— Your assignment —
Carry on the forum thread about installing a grease trap, picking up after its final line.

— Reading passage —
------------------------------------

# Grease trap install



## jedhead85 (Aug 1, 2010)

Im going to install a grease trap to a three compartment sink and I would like to know if a p-trap is still necessary before I tie into the grease trap.


----------



## RealLivePlumber (Jun 22, 2008)

jedhead85 said:


> Im going to install a grease trap to a three compartment sink and I would like to know if a p-trap is still necessary before I tie into the grease trap.


 Whats your code book say?


----------



## SewerRatz (Apr 25, 2009)

RealLivePlumber said:


> Whats your code book say?


 Wait, you mean the code book tells us how to plumb things properly? Dang, I wish I never used my code book to light the fireplace.


----------



## ILPlumber (Jun 17, 2008)

A p-trap isn't necessary. Ya don't p in the sink silly........


----------



## Optimus Primer (May 20, 2009)

------------------------------------

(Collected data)
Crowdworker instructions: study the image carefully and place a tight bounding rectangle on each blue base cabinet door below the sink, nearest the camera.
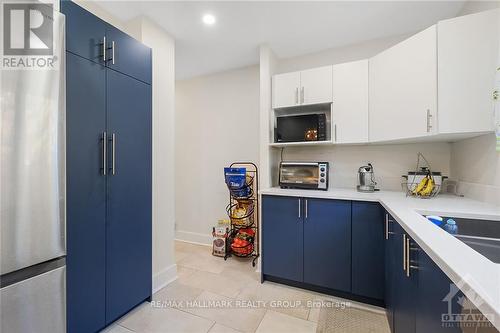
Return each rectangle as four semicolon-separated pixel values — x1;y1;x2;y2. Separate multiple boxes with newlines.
416;251;463;333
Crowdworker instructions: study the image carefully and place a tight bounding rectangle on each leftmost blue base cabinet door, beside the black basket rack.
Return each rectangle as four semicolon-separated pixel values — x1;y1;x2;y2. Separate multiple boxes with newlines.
262;196;304;282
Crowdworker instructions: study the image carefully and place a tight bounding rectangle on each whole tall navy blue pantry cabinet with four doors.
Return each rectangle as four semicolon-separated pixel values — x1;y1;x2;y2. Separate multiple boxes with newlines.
61;1;152;332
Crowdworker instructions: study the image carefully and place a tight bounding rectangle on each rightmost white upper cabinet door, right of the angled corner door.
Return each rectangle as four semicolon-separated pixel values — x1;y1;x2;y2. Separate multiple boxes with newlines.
437;10;500;133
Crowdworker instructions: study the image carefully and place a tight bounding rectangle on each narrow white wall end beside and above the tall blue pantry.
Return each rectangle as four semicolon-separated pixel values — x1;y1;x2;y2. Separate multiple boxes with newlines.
71;0;177;291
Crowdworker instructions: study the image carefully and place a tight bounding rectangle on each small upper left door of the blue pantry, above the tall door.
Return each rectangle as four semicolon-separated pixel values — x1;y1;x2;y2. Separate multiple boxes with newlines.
61;0;106;64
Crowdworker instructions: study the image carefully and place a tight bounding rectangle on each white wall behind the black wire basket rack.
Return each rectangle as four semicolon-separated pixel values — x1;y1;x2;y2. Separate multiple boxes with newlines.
175;66;260;244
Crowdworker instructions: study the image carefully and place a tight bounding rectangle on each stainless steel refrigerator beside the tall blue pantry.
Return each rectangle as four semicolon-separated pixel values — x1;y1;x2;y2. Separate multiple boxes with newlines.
0;7;66;333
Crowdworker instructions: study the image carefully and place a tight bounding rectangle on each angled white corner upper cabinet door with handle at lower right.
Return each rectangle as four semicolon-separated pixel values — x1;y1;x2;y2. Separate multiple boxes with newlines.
369;26;437;141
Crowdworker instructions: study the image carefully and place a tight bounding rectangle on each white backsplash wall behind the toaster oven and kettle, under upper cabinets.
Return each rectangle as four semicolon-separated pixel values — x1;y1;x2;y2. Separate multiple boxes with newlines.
283;143;450;191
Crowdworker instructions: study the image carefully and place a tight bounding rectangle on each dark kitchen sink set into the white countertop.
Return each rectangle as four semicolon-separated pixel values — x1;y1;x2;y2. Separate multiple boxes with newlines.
431;216;500;264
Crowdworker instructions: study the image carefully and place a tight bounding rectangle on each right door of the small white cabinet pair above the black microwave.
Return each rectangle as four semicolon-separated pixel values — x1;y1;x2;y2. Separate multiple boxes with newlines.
300;66;332;104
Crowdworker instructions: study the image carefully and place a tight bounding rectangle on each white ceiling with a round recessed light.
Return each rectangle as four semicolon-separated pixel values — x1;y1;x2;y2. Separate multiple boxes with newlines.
99;1;464;79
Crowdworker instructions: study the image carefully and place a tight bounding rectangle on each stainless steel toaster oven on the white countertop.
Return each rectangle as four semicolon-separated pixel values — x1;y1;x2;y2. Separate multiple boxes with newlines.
279;162;328;191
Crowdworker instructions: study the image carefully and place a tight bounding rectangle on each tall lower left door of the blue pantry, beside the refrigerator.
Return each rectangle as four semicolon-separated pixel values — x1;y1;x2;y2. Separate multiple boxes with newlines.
66;52;106;333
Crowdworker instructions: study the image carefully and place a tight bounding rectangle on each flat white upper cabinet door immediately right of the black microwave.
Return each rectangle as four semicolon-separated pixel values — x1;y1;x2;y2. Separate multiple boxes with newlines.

------------------------------------

— Response to the exercise —
Matt said:


> A p-trap isn't necessary. Ya don't p in the sink silly........


Yeah but what about in a shower???


----------



## braindead (May 29, 2010)

jedhead85 said:


> Im going to install a grease trap to a three compartment sink and I would like to know if a p-trap is still necessary before I tie into the grease trap.


If this is a commercial install you may run into two codes to deal with; plumbing and health dept.

The areas that I'm used to don't even use traps on the sinks, they have to be run indirect to a floor sink. You need to check with your local jurisdiction.


----------



## braindead (May 29, 2010)

Matt said:


> A p-trap isn't necessary. Ya don't p in the sink silly........


I beg to differ, have you ever been in a bar when the toilet is in use? :thumbsup:


----------



## ROCKSTARPLUMBER (Dec 14, 2008)

braindead said:


> If this is a commercial install you may run into two codes to deal with; plumbing and health dept.
> 
> The areas that I'm used to don't even use traps on the sinks, they have to be run indirect to a floor sink. You need to check with your local jurisdiction.



And are those trapped?


----------



## Redwood (Sep 8, 2008)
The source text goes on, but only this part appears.